Write out all entries word for word.

(Recorded data)
— Begin —

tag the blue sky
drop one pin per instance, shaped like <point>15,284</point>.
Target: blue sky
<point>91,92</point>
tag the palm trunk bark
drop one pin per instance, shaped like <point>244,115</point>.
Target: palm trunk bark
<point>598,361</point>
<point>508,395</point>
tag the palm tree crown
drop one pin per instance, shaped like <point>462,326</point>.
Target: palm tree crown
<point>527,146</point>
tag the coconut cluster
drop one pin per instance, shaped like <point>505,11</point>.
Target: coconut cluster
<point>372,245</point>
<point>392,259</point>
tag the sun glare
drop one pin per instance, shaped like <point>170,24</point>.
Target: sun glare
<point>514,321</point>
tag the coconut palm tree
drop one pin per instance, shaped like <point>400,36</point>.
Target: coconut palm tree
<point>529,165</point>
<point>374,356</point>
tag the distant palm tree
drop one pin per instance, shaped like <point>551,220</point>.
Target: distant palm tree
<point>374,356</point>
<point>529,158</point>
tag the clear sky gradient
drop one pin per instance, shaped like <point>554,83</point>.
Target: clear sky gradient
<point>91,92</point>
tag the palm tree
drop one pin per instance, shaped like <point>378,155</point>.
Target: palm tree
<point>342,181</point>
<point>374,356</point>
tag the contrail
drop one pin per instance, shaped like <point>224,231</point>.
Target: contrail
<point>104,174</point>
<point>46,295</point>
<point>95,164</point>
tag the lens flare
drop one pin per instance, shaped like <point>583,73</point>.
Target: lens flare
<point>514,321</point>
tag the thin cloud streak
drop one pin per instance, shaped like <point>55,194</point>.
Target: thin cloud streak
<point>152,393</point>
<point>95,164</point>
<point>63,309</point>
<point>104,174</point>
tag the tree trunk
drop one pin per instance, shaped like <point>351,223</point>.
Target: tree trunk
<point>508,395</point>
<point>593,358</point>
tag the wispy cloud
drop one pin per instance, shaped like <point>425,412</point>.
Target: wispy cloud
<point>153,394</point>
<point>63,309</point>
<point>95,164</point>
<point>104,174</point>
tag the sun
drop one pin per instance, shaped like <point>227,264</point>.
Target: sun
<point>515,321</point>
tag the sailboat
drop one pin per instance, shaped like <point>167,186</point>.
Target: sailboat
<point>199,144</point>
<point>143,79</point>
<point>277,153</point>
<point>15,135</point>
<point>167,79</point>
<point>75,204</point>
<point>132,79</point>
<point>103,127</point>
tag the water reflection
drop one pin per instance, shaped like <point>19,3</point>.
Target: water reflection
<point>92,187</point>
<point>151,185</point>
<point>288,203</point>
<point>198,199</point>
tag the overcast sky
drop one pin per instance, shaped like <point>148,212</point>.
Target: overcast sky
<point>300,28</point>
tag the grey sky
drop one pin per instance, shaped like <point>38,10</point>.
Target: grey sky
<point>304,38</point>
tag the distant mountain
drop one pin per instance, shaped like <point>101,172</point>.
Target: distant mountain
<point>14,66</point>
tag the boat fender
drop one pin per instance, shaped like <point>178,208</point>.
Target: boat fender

— End —

→ The result:
tag the blue sky
drop one pin per instance, shaped like <point>15,284</point>.
Target: blue sky
<point>91,92</point>
tag the palm trunk bark
drop one pin per instance, shaped like <point>244,115</point>.
Target: palm trunk bark
<point>598,361</point>
<point>508,395</point>
tag the palm tree crown
drop one pin per instance, shaped like <point>462,326</point>.
Target: palm tree crown
<point>527,146</point>
tag the coconut cluster
drop one pin per instance, shaped like <point>505,11</point>.
Target: coconut cluster
<point>372,245</point>
<point>392,259</point>
tag the sun glare
drop one pin per instance, shaped like <point>170,24</point>.
Target: sun glare
<point>514,321</point>
tag the coconut palm tree
drop one pin per instance, shaped like <point>400,36</point>.
Target: coconut palm tree
<point>529,165</point>
<point>374,356</point>
tag the distant palm tree
drop one pin per instance, shaped like <point>551,220</point>.
Target: distant palm tree
<point>374,356</point>
<point>529,158</point>
tag the clear sky gradient
drop one pin per instance, shaped like <point>554,83</point>.
Target: clear sky gradient
<point>91,92</point>
tag the palm tree
drop one pin per instance, shaped like <point>378,155</point>.
Target: palm tree
<point>342,181</point>
<point>374,356</point>
tag the contrail
drop one pin per instance, shaped like <point>224,231</point>.
Target: contrail
<point>104,174</point>
<point>46,295</point>
<point>95,164</point>
tag the lens flare
drop one pin per instance, shaped like <point>583,73</point>.
Target: lens flare
<point>514,321</point>
tag the thin cloud streak
drop one pin per instance, shaped like <point>55,194</point>.
Target: thin cloud streak
<point>152,393</point>
<point>95,164</point>
<point>63,309</point>
<point>104,174</point>
tag the tree trunk
drop one pin per instance, shaped like <point>351,223</point>.
Target: tree trunk
<point>508,395</point>
<point>593,358</point>
tag the wispy cloud
drop one pin per instance, shaped like <point>425,412</point>.
Target: wispy cloud
<point>153,394</point>
<point>63,309</point>
<point>95,164</point>
<point>104,174</point>
tag the sun
drop one pin per instance, shaped like <point>227,264</point>.
Target: sun
<point>515,321</point>
tag the sailboat
drop one pin per instance, shaped like <point>167,186</point>.
Target: sailboat
<point>199,144</point>
<point>143,79</point>
<point>277,153</point>
<point>15,135</point>
<point>167,79</point>
<point>75,204</point>
<point>132,79</point>
<point>103,127</point>
tag the water reflection
drop one pin per instance, shaped like <point>19,3</point>.
Target: water reflection
<point>92,187</point>
<point>151,185</point>
<point>288,203</point>
<point>198,199</point>
tag the overcast sky
drop one pin per instance, shaped like <point>148,212</point>.
Target: overcast sky
<point>300,28</point>
tag the grey sky
drop one pin per instance, shaped like <point>38,10</point>.
Target: grey sky
<point>304,38</point>
tag the distant mountain
drop one pin per instance, shaped like <point>101,172</point>.
Target: distant mountain
<point>14,66</point>
tag the boat fender
drop one pin per instance, shaped like <point>178,208</point>.
Target: boat fender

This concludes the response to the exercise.